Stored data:

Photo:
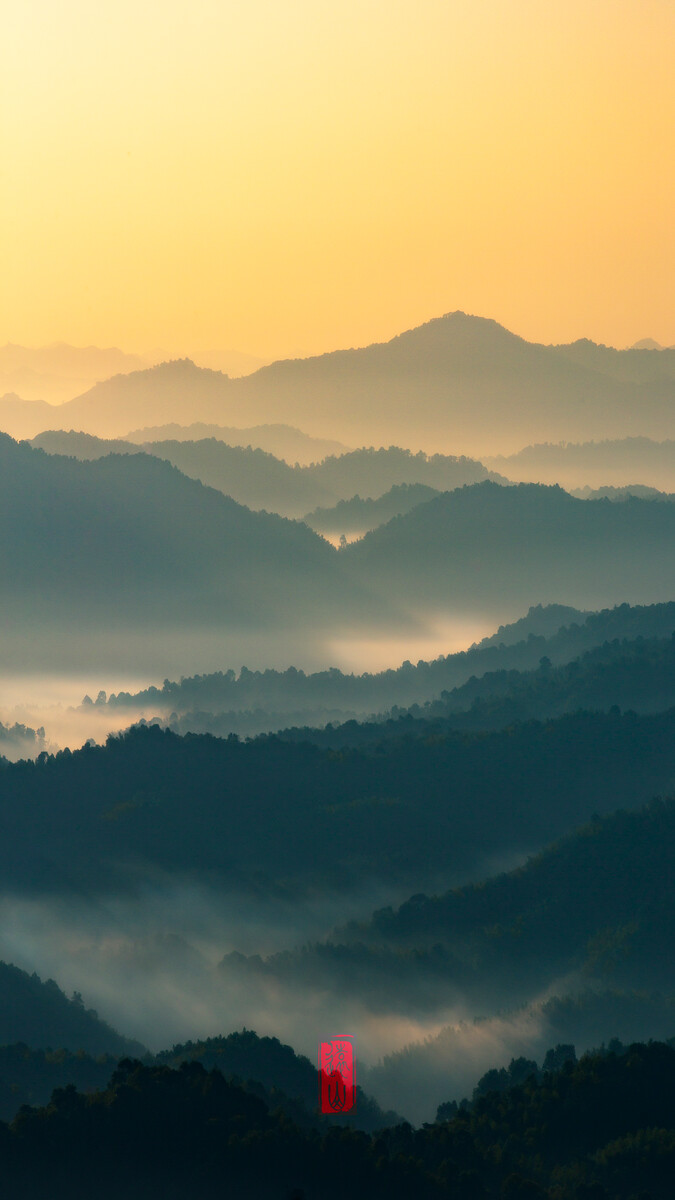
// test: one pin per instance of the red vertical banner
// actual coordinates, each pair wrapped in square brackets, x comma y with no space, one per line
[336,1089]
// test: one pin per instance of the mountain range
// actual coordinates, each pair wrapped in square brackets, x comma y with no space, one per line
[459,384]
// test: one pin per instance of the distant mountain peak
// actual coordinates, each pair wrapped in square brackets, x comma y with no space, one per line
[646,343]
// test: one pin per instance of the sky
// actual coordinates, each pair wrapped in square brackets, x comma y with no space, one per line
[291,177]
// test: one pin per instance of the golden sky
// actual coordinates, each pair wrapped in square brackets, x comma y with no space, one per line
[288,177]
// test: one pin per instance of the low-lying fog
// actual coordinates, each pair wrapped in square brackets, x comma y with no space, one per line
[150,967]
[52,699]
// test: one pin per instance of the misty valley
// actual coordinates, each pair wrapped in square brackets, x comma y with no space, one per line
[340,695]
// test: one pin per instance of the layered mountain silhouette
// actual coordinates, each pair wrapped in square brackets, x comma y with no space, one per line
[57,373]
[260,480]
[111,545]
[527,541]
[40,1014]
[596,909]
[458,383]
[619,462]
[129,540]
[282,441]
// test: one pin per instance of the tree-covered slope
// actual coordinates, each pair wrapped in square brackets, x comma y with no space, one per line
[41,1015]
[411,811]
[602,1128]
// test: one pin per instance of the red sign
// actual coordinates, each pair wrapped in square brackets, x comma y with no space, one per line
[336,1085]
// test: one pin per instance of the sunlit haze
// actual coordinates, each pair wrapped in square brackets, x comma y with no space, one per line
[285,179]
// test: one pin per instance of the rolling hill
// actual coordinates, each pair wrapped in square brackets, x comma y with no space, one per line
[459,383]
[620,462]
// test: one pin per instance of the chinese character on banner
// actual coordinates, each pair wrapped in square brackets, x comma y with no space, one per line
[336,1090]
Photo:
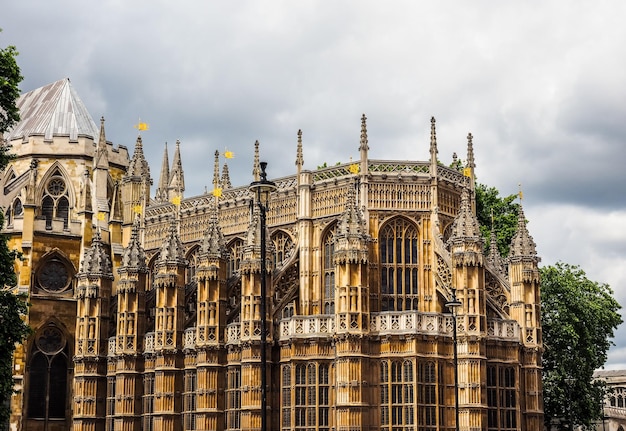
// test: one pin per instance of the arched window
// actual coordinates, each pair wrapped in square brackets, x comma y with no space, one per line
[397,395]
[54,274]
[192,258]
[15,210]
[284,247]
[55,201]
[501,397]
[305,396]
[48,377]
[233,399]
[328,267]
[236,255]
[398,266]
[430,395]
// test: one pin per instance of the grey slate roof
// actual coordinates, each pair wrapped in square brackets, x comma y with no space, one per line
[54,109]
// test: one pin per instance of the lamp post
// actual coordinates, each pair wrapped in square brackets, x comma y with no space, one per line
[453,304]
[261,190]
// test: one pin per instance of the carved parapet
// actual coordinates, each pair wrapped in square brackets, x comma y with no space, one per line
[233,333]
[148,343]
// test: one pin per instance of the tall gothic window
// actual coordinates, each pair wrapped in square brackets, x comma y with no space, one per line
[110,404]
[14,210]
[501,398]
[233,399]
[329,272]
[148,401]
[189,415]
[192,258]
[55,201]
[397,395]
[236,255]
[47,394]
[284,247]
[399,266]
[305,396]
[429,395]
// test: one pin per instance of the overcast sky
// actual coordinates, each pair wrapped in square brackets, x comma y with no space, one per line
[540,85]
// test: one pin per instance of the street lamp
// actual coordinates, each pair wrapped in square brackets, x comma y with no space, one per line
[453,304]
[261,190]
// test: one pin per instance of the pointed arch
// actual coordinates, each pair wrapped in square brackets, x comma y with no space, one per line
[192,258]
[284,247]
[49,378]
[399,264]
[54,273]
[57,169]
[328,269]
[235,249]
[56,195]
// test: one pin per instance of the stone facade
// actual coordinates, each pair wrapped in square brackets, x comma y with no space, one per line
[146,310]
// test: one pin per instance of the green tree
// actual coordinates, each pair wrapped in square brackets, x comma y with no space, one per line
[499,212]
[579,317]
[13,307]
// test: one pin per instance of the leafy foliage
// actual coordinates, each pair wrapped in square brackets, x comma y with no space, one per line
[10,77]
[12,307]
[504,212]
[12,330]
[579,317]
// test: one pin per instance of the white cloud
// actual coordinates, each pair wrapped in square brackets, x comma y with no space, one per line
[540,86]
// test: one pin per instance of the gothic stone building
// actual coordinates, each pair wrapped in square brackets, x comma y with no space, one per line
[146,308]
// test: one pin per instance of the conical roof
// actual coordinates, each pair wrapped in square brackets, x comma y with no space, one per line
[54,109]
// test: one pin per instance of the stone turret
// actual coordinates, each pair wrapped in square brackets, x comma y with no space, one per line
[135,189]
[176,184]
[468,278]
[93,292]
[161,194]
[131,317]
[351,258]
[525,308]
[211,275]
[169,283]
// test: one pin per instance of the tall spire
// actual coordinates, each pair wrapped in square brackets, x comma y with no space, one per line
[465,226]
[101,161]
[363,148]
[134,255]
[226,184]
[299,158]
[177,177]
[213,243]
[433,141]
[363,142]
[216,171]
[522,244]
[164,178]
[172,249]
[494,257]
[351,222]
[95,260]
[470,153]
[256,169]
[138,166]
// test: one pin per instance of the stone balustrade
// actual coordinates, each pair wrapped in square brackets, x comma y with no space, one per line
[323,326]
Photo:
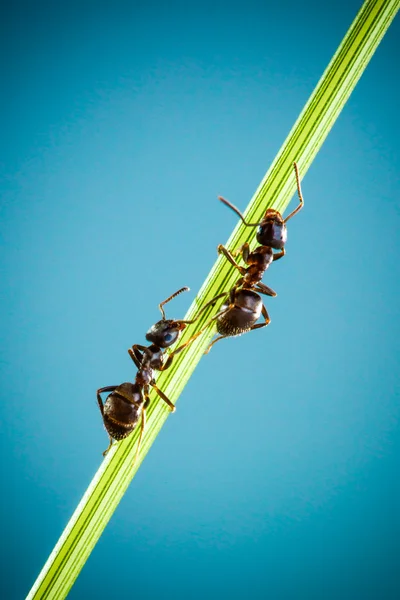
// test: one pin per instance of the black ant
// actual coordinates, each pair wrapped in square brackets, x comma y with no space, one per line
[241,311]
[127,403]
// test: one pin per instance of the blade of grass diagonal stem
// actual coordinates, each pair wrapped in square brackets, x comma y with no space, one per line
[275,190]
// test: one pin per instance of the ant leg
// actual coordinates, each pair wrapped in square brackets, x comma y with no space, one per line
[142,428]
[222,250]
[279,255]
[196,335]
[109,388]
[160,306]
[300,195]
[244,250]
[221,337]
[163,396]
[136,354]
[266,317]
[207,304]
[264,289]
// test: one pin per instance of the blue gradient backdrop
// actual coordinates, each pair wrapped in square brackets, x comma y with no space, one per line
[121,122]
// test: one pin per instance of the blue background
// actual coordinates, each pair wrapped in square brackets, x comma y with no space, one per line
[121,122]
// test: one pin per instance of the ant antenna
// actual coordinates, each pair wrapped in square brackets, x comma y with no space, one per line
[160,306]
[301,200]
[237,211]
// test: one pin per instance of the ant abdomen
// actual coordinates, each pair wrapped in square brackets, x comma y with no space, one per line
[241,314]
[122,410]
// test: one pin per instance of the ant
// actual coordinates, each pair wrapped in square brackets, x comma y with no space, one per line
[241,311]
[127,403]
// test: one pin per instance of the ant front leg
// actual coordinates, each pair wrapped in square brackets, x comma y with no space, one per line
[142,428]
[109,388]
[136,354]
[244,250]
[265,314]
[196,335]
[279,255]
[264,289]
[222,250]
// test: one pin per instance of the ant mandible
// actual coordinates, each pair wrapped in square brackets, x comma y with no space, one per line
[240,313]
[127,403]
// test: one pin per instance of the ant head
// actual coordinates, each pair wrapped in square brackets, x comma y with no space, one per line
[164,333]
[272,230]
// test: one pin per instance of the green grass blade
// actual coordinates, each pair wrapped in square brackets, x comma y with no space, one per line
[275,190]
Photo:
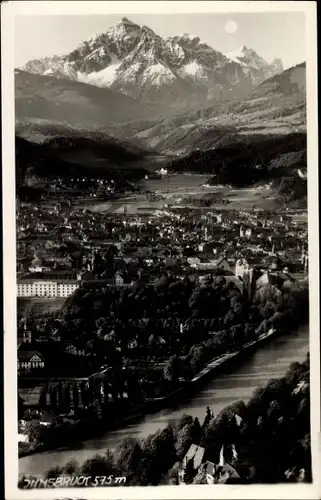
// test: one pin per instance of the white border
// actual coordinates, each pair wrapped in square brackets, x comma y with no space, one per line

## Requirement
Your reply should consist of the data, transcribed exactly, and should hold no pictures.

## Solution to the problem
Photo:
// test: one pin per instance of the red vertical banner
// actual coordinates, each pair wrapped in square brackets, x comma y with no space, one per line
[336,1089]
// test: one pin per instance of the mountain range
// actual coordinates, each pair wrapped in square brackets, x comma y with no space, one per line
[459,384]
// test: one pin per instance of the distant mountain peak
// actual coordinates, each pair wrapped in square brackets, x comma y with no space, one per line
[646,343]
// test: one pin per instance of the sky
// actual coordinates, each pair wrapped in square brackets, x comma y with no space, one per line
[291,177]
// test: one pin per instance of the golden sky
// actual coordinates, each pair wrapped in square brackets, x comma y with no space, one per line
[288,177]
// test: one pin per instance of the low-lying fog
// actual coordinates, each pair wrapped in square brackets, x comma y with no space, one per line
[150,967]
[52,699]
// test: one pin per instance of the misty valley
// actual coordinates, each pair wrapped in square brackets, x comma y with no space, one per line
[340,695]
// test: one pin per instance of the layered mountain silhouette
// actual coordinates, each pair wrapped in square brackets, x comma y with no space, one per line
[57,373]
[260,480]
[111,545]
[527,541]
[40,1014]
[596,909]
[458,383]
[619,462]
[129,540]
[282,441]
// test: one pin per instance of the tree-covered slope
// actual coordinates, each pair wrapped in square brackets, x comma y with no space, one per line
[41,1015]
[411,811]
[602,1128]
// test: one pin per instance of the red sign
// actual coordinates, each pair wrapped in square brackets, x comma y with no space, one per line
[336,1085]
// test: one pin per instance of the sunlit haze
// actual coordinates, each pair wrapped in square brackets, x comma y with no space, one per line
[285,179]
// test: one pin per instance of the rolling hill
// actual coordinates, each pair wrapped in square brackets, x comma y with no space, one per line
[459,383]
[620,462]
// test: one pin per instance of the chinese character on banner
// actual coordinates, each pair wrapped in square brackets, x comma y with no space, one per line
[336,1090]
Photo:
// test: one pin per instance of the arched window
// actual coordinates, each pair wrapped in square brackets, x comma y with no space, one per line
[397,395]
[54,274]
[192,258]
[15,210]
[284,247]
[55,201]
[501,397]
[305,396]
[48,377]
[233,399]
[328,267]
[236,255]
[398,266]
[430,395]
// test: one pin per instance of the grey slate roof
// actual coordinates, each pair wrapped in square brackets, x comma y with no space, one per line
[54,109]
// test: one pin per instance of the lamp post
// actual coordinates, each pair wrapped in square brackets, x comma y with no space, one per line
[453,304]
[261,190]
// test: one pin per instance of the carved parapet
// actual coordinates, each pair wrapped in square brackets, x comma y with no space, one per line
[233,333]
[148,343]
// test: one pin per instance of the tall gothic window
// actual coordinates, each pair wrapped in square brackets, x comma y with no space, one per line
[110,404]
[14,210]
[501,398]
[233,399]
[329,272]
[148,401]
[189,415]
[192,258]
[55,201]
[397,395]
[236,255]
[47,394]
[284,247]
[399,266]
[305,396]
[429,395]
// test: one pin per instance of the overcast sky
// actual coordinates, each pair wrapped in square brackets, x comma y with no space, one per line
[540,85]
// test: one pin per instance of the street lamp
// actual coordinates, each pair wrapped in square brackets, x comma y with no space, one per line
[453,304]
[261,190]
// test: one pin per instance of the pointed arch
// actual coordinates, each pair wrapped in square brackets, x comma y with no space, one per line
[192,258]
[284,247]
[49,378]
[399,264]
[54,273]
[57,169]
[328,269]
[235,249]
[56,195]
// test: one pin per instance of the stone facade
// actual coordinates, each pair wrapped in square brackets, x comma y with no space, one per line
[146,310]
// test: one pin per instance of the green tree
// actual coordinates, each pair wrapped in square brackets, x comma y with no space, one per line
[499,212]
[579,317]
[13,307]
// test: one pin per instance of the leafy foliage
// actual coordinates, each pair wrapped in square brackets, x comma y with no space, one per line
[10,77]
[12,307]
[504,212]
[12,330]
[579,317]
// test: one pin per instance of the white cloud
// actual coordinates, each pair wrapped in square brackets, x comma y with no space, one per line
[540,86]
// test: one pin per instance of the gothic stone building
// actual coordinates, each pair wrapped in square brackets, x comma y with no space, one per line
[146,308]
// test: one pin per instance of the conical roof
// actual coordinates, each pair wrapped in square brackets, x comma y with no space, one per line
[54,109]
// test: one pin per instance of the stone turret
// actual coordinates, each pair wrapped in square brackets, x comma y with no space, one per line
[135,189]
[176,184]
[468,278]
[93,292]
[161,194]
[131,317]
[351,258]
[525,308]
[211,275]
[169,283]
// test: one pin per instance of the tall spire
// actual coordinates, each pair wrapped in square brackets, x comma y with no space, one per line
[465,226]
[101,161]
[363,148]
[134,255]
[226,184]
[299,158]
[177,177]
[213,243]
[433,141]
[363,142]
[216,171]
[522,244]
[164,178]
[172,249]
[494,257]
[351,222]
[95,260]
[470,153]
[256,169]
[138,166]
// test: one pin per instance of the stone balustrade
// actual coordinates, each pair wrapped in square brackets, x comma y with no space, one per line
[323,326]
Photo:
// test: one pin per instance of the black ant
// actual coordinates, each pair wrapped in square brackets, x comma y with no space, one per line
[241,311]
[127,403]
// test: one pin per instance of the blade of grass diagonal stem
// actual coordinates, each pair wrapped in square brackets, x comma y with no space, one per line
[275,190]
// test: one pin per instance of the ant leg
// actual coordinates, each pair wrapped in square brackets, x comma y with no space, one per line
[142,428]
[222,250]
[279,255]
[196,335]
[109,388]
[160,306]
[300,195]
[244,250]
[221,337]
[163,396]
[136,354]
[266,317]
[207,304]
[264,289]
// test: one pin per instance of the blue gradient backdrop
// actual coordinates, each pair wrapped in square brackets, x comma y with no space, one per line
[121,122]
// test: one pin per instance of the blue background
// actual coordinates, each pair wrapped in square brackets, x comma y with no space, one per line
[121,122]
// test: one pin per instance of the ant antenna
// actual coordinates, each pair wrapped in square brackets, x comma y with no space, one per line
[160,306]
[301,200]
[237,211]
// test: one pin per instance of the ant abdomen
// actual coordinates, each pair wrapped in square brackets, x comma y with no space, one per line
[241,314]
[122,410]
// test: one pin per instance of the ant
// actual coordinates, each pair wrapped in square brackets, x comma y with no space, one per line
[241,311]
[127,403]
// test: one pin per instance of the ant front leg
// actual coordinates, each pair wrapped in square brackets, x comma y with no space, one per line
[142,428]
[109,388]
[136,354]
[244,250]
[265,314]
[196,335]
[279,255]
[264,289]
[222,250]
// test: one pin per instance of the ant mandible
// actual coordinates, each pair wrapped in square brackets, x comma y with no space, one per line
[240,313]
[127,403]
// test: one pin per instance of the ant head
// actual coordinates, each pair wrapped in square brackets, x comma y with no space, one per line
[164,333]
[272,230]
// test: one pin per instance of the green grass blade
// actual coordinates, each pair wrapped in square brackets, x comma y with no space, one per line
[275,190]
Photo:
// test: one pin per instance of the white border
// actual coordinates, each pair wrapped in square brackets, x comma y with no space, one per line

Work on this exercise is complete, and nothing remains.